Challenge>
Can you copy, word for word, only the lines of the records below starting at the line containing "Guideline: mark the distant" and ending at the line containing "[[63, 118], [548, 163], [12, 145], [667, 179], [790, 176]]"?

Dataset>
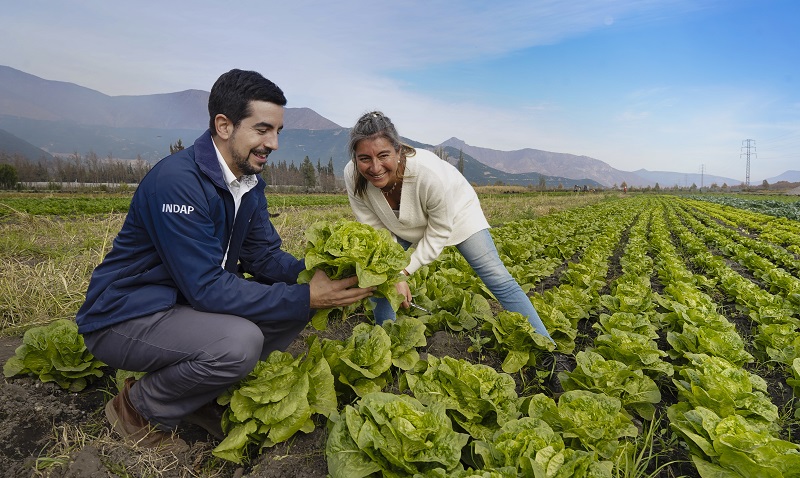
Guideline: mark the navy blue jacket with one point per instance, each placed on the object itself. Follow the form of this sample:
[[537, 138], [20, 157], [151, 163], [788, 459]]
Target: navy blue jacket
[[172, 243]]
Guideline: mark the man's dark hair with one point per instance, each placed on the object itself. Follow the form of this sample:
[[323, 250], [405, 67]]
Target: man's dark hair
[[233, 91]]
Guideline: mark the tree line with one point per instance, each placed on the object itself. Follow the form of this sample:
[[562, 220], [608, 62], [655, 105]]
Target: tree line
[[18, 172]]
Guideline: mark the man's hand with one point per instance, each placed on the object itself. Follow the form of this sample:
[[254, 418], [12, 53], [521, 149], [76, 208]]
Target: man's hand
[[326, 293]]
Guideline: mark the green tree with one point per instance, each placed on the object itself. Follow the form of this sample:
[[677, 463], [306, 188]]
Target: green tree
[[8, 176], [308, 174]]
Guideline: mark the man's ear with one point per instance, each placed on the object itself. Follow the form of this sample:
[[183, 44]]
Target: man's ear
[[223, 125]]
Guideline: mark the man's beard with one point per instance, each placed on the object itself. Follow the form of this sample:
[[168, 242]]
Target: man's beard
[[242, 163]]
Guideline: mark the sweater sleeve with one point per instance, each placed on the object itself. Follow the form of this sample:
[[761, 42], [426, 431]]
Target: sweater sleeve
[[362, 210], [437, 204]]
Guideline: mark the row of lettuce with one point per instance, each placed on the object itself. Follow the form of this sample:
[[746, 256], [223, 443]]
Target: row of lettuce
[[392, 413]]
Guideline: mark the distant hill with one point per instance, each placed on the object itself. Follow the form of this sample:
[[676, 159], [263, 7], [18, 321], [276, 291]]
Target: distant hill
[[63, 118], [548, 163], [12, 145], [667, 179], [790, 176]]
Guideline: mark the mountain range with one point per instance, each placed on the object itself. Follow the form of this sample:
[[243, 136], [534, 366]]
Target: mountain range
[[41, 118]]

* * *

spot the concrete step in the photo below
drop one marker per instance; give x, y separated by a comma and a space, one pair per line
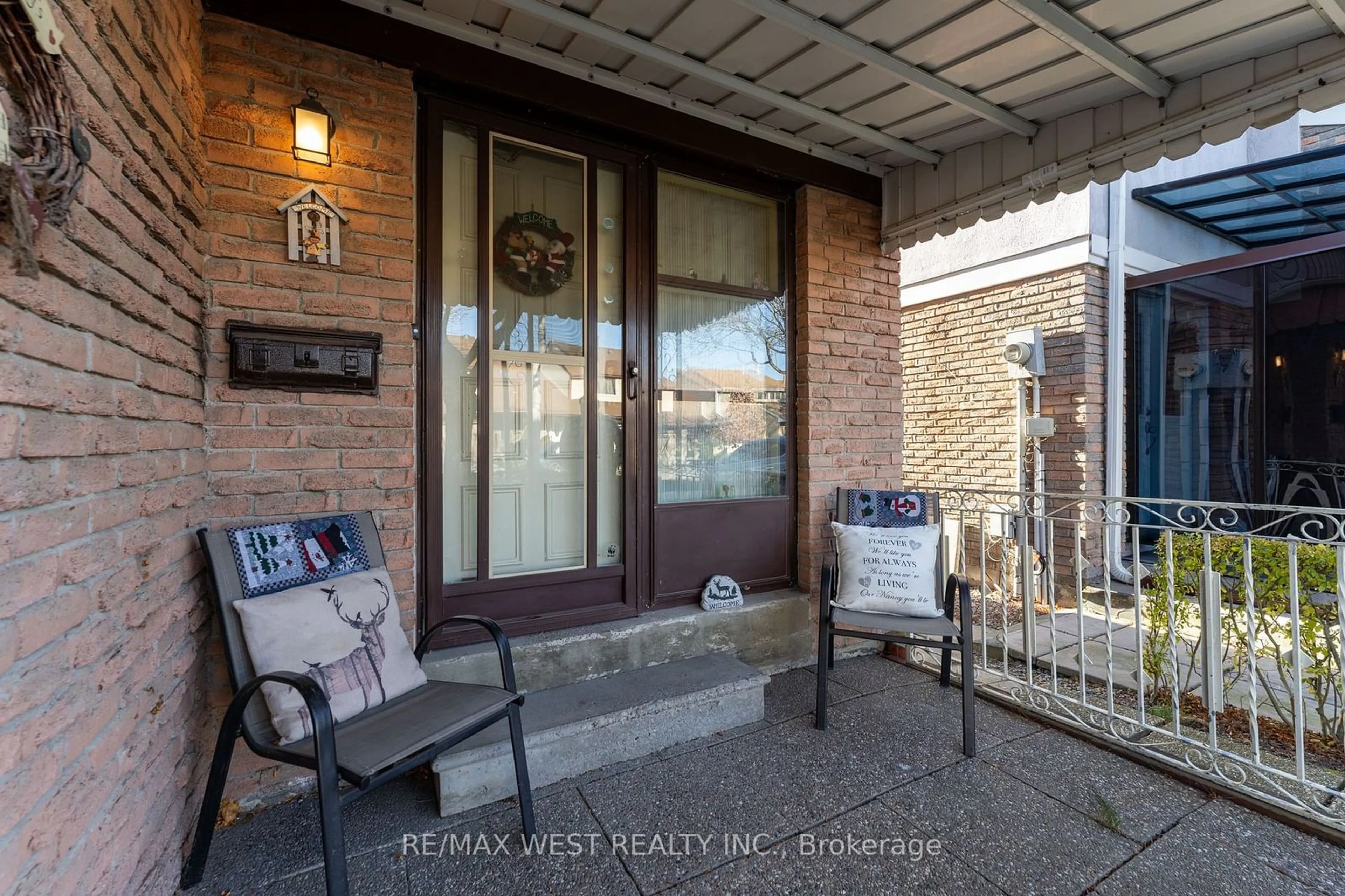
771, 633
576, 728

Exercise output>
Guideline: mark the distant hill with one point per instance, each placed on the object itself. Follow the form of this sample:
[[676, 159], [263, 7], [18, 321], [276, 291]]
Target: distant hill
[[63, 118], [548, 163], [12, 145], [667, 179], [790, 176]]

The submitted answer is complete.